Begin

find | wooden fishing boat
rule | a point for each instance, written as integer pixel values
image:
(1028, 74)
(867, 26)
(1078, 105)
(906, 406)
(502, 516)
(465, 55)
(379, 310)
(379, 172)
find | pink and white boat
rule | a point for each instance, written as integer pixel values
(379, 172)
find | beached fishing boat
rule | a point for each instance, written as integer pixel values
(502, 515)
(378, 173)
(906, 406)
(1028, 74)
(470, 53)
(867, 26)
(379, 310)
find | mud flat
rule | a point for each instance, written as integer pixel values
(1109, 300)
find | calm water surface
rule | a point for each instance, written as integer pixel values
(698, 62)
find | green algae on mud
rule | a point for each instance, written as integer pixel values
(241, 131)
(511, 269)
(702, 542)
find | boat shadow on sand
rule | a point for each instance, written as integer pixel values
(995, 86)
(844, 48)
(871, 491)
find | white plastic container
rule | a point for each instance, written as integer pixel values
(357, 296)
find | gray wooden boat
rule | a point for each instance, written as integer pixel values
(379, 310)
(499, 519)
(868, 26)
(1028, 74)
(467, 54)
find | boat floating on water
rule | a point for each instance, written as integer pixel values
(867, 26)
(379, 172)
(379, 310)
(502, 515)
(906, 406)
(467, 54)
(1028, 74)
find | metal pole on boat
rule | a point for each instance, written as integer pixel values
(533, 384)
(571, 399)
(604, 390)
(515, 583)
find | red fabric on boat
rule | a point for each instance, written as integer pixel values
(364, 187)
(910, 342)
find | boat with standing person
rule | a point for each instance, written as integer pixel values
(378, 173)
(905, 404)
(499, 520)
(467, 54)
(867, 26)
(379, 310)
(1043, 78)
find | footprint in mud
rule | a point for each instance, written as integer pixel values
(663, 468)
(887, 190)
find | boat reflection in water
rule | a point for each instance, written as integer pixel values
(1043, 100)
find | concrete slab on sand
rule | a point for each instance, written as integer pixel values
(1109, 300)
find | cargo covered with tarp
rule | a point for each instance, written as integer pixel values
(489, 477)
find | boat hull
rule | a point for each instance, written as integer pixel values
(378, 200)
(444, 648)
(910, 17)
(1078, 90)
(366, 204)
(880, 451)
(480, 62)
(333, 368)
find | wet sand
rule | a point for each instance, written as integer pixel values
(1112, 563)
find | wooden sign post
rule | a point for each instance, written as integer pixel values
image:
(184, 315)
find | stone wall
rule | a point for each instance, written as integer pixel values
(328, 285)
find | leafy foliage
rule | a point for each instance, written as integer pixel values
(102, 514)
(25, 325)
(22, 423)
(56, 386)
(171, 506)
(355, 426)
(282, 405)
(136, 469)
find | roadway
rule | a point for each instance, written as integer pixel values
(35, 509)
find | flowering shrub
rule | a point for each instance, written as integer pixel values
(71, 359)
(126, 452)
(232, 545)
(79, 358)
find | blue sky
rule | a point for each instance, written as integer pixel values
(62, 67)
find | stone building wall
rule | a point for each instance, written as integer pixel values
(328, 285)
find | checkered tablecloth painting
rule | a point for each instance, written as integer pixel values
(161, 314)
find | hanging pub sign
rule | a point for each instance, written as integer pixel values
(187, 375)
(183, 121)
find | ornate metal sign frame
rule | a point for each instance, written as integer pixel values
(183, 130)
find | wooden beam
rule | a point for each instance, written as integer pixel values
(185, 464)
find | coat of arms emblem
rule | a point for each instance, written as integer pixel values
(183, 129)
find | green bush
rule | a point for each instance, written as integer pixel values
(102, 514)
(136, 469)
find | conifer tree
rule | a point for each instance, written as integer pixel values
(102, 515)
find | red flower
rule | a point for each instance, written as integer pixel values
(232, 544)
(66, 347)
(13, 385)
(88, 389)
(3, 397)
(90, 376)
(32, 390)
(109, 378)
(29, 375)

End

* _WHAT IS REQUIRED_
Copy all of the data above line for line, with no changes.

* _RESPONSE TO THE EXERCISE_
find | wooden fishing boat
rule | a point for each instance, written as integer pixel values
image:
(1028, 74)
(867, 26)
(1078, 105)
(906, 406)
(502, 516)
(465, 55)
(379, 310)
(379, 172)
find | pink and white boat
rule | a point for each instance, written as integer pixel values
(379, 172)
find | beached fishing boat
rule | a point for each instance, written as integer pixel values
(502, 515)
(378, 173)
(906, 406)
(1028, 74)
(470, 53)
(867, 26)
(379, 310)
find | mud flat
rule | a point for each instance, written as integer pixel values
(1109, 300)
find | calm water surface
rule | a point for each instance, written as integer pixel values
(698, 62)
find | green algae on mud
rule | a point for each instance, written as integer pixel values
(241, 131)
(511, 269)
(702, 542)
find | boat shadow on sand
rule | a point for each instance, written as integer pixel values
(995, 86)
(844, 48)
(871, 491)
find | white plastic container
rule | a point for each instance, written as integer pixel values
(357, 296)
find | gray wooden boat
rule | a point for each instance, written as integer pixel values
(379, 310)
(499, 519)
(868, 26)
(1028, 74)
(467, 54)
find | boat floating on water
rule | a point for each instance, written as integer pixel values
(867, 26)
(379, 172)
(379, 310)
(502, 515)
(906, 406)
(467, 54)
(1028, 74)
find | metal pole on boat
rule | a point for each instance, written as integer pixel values
(533, 384)
(571, 399)
(604, 390)
(515, 583)
find | red fabric on boat
rule | a point for each instance, written as integer pixel values
(364, 187)
(910, 342)
find | boat with standing person
rule | a point for each instance, written as integer pixel values
(378, 173)
(905, 404)
(499, 520)
(467, 54)
(867, 26)
(379, 310)
(1043, 78)
find | footprint in mud
rule | a point for each instance, written as integer pixel values
(663, 468)
(887, 190)
find | boat reflection in water
rule | a point for each instance, written as integer pixel values
(1043, 100)
find | concrete slab on sand
rule | a point for each instance, written as integer pixel values
(1109, 300)
find | cargo covered with tarp
rule | a point for each instance, written as integer pixel values
(489, 477)
find | boat hull
rule | a point for each instance, written as integer pixel values
(378, 200)
(444, 648)
(910, 17)
(1078, 90)
(366, 204)
(880, 451)
(480, 62)
(333, 368)
find | wet sand
rule | a point for each instance, written as integer pixel values
(1112, 563)
find | wooden sign post
rule | a point for each instance, written as integer pixel values
image:
(184, 315)
find | stone wall
rule | a point for each instance, written as integer pixel values
(328, 285)
find | leafy foliage
rule | a point for each instance, written as integer pixel values
(102, 514)
(25, 325)
(22, 423)
(56, 386)
(171, 506)
(355, 426)
(282, 405)
(136, 469)
find | roadway
rule | a point for each instance, written as integer pixel values
(35, 509)
find | flowering shrub
rule | a point for each instance, written as integer pixel values
(71, 359)
(126, 452)
(232, 545)
(79, 358)
find | blue sky
rule | a point for each instance, written as integer pixel values
(62, 67)
find | stone building wall
rule | a point for each instance, written as integer pixel values
(328, 285)
find | checkered tablecloth painting
rule | a point for each instance, written as integer pixel values
(161, 314)
find | hanging pub sign
rule | a point for each instance, written as integer pixel values
(187, 375)
(183, 121)
find | ornate metal sign frame
rule | a point for each instance, written as integer pixel values
(183, 130)
find | wooden beam
rule | a point for each instance, written as integer pixel values
(185, 464)
find | coat of arms emblem
rule | a point for each instance, written as integer pixel values
(183, 129)
find | green bush
rule | a point for each instance, written as integer pixel values
(102, 514)
(136, 469)
find | conifer tree
rule | a point for each instance, written as integer pixel values
(102, 515)
find | red flower
rule | a point for each instance, written as integer pixel values
(232, 544)
(66, 347)
(13, 385)
(88, 389)
(3, 397)
(90, 376)
(32, 390)
(109, 378)
(29, 375)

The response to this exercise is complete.